▶ YOUR INSTRUCTIONS
Return the following from the records below: each line, word for word, starting with the line that contains "Target: foliage background" and going on through the line that contains "Every instance of the white sneaker with", with nothing outside that range.

═══ SUPPLIED MATERIAL

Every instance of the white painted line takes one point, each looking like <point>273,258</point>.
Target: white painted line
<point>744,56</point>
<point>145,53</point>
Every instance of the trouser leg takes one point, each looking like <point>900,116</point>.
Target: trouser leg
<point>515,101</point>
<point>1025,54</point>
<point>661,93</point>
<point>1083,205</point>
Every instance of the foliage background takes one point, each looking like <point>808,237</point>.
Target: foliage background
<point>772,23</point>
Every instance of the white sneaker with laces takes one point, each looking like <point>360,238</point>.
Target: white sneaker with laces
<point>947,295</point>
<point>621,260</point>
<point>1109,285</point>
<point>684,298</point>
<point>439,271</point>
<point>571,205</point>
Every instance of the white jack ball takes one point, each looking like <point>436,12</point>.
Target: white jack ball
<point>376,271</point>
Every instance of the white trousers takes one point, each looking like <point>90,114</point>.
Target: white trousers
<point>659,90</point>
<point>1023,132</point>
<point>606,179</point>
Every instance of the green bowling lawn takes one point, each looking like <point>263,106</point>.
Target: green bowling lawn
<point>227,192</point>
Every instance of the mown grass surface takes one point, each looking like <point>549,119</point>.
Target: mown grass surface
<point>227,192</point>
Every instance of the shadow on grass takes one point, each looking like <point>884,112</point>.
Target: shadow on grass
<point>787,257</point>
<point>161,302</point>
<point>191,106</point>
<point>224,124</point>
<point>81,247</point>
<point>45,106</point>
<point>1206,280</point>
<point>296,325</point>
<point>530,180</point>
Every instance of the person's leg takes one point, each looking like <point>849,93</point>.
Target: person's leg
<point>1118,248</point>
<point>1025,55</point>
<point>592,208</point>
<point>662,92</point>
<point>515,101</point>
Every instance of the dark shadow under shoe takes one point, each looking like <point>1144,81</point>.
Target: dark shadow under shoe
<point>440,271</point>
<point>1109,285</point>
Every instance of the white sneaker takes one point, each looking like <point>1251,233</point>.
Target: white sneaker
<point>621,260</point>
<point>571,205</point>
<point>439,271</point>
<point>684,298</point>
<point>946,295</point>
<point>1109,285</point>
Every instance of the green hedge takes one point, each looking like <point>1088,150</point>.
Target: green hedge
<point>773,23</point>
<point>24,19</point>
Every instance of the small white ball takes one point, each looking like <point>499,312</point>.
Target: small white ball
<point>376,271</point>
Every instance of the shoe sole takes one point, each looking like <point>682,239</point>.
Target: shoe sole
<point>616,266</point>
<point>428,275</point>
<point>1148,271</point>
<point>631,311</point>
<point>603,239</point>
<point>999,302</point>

══════

▶ OUTPUT OF THE TASK
Target: foliage background
<point>772,23</point>
Every instance of the white sneaker with laces takes one point, each looking like <point>360,238</point>.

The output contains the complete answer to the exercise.